Cordas muito profundas vibram em mim "tocadas" por cada novo poema do Viandante. À superfície, é como se os dois leitmotive que foi da Sua vontade que, separada e sucessivamente, escutasse, se tivessem impossivelmente conciliado num único, uno e trino, que agora me fosse dado ouvir e acolher. Como, sem a intervenção do próprio mistério, poderia isto acontecer? Que nome dar ao "tema do Viandante"? (Porque me ocorreu Lohengrin?)

É esse mistério que faz que no canto silencioso do "punhal feito da noite" reverbere , ainda assim, "la música callada" ("la soledad sonora") de S. João da Cruz e que "la noche sosegada" ("en par de los levantes de la aurora") toque a noite de que é feito o punhal. E a dor é "ave de sombra e sede " "que na Sua/sua boca se cala" (é evocando a reflexão "O limite de mim" que assim represento o mistério do "tu", divino e humano, neste poema belíssimo).
Certa de que me perdoará o Poeta esta "queda" na tentação da interpretação, com o link transcrevo para aqui o poema "Punhal", como se, para me redimir, o "tocasse" agora como um intérprete (tocaria) uma composição musical:

"um punhal
feito
da noite
canta
em silêncio

ave de sombra
e sede
que em tua
boca
se cala"

sábado, 16 de janeiro de 2010

Entre ondas e nuvens

Será que ficcionalizo a vida e por isso a vejo como o que a escrita reclama para que seja plena? De que é feita esta plenitude?

> EXERCÍCIO PROPOSTO 1
Duplique na íntegra o texto acima, reproduzindo-o sem qualquer alteração.
O texto e a listagem são independentes entre si.

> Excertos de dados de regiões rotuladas
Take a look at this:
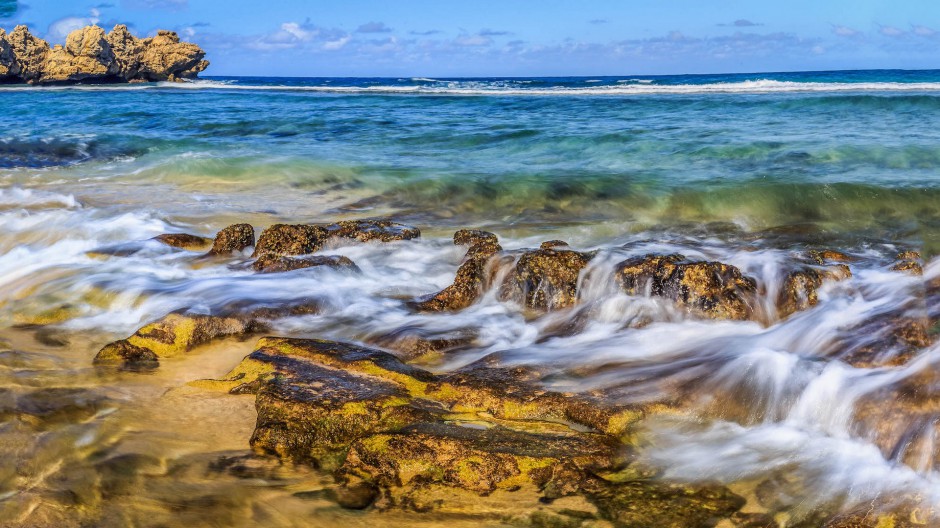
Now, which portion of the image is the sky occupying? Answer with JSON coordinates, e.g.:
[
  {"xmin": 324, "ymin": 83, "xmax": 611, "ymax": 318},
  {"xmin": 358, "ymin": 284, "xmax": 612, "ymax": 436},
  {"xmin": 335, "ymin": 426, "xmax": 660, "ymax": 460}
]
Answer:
[{"xmin": 0, "ymin": 0, "xmax": 940, "ymax": 77}]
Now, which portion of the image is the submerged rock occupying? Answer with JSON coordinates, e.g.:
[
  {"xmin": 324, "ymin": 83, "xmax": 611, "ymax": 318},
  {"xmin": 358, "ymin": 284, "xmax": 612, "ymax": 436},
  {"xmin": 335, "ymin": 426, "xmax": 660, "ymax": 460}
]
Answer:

> EXERCÍCIO PROPOSTO 2
Selecione cada linha da listagem que contenha a palavra "with", tendo em conta a distinção entre maiúsculas e minúsculas.

> RESULTADO COMPLETO 1
Cordas muito profundas vibram em mim "tocadas" por cada novo poema do Viandante. À superfície, é como se os dois leitmotive que foi da Sua vontade que, separada e sucessivamente, escutasse, se tivessem impossivelmente conciliado num único, uno e trino, que agora me fosse dado ouvir e acolher. Como, sem a intervenção do próprio mistério, poderia isto acontecer? Que nome dar ao "tema do Viandante"? (Porque me ocorreu Lohengrin?)

É esse mistério que faz que no canto silencioso do "punhal feito da noite" reverbere , ainda assim, "la música callada" ("la soledad sonora") de S. João da Cruz e que "la noche sosegada" ("en par de los levantes de la aurora") toque a noite de que é feito o punhal. E a dor é "ave de sombra e sede " "que na Sua/sua boca se cala" (é evocando a reflexão "O limite de mim" que assim represento o mistério do "tu", divino e humano, neste poema belíssimo).
Certa de que me perdoará o Poeta esta "queda" na tentação da interpretação, com o link transcrevo para aqui o poema "Punhal", como se, para me redimir, o "tocasse" agora como um intérprete (tocaria) uma composição musical:

"um punhal
feito
da noite
canta
em silêncio

ave de sombra
e sede
que em tua
boca
se cala"

sábado, 16 de janeiro de 2010

Entre ondas e nuvens

Será que ficcionalizo a vida e por isso a vejo como o que a escrita reclama para que seja plena? De que é feita esta plenitude?

> RESULTADO COMPLETO 2
Now, which portion of the image is the sky occupying? Answer with JSON coordinates, e.g.:
Now, which portion of the image is the submerged rock occupying? Answer with JSON coordinates, e.g.:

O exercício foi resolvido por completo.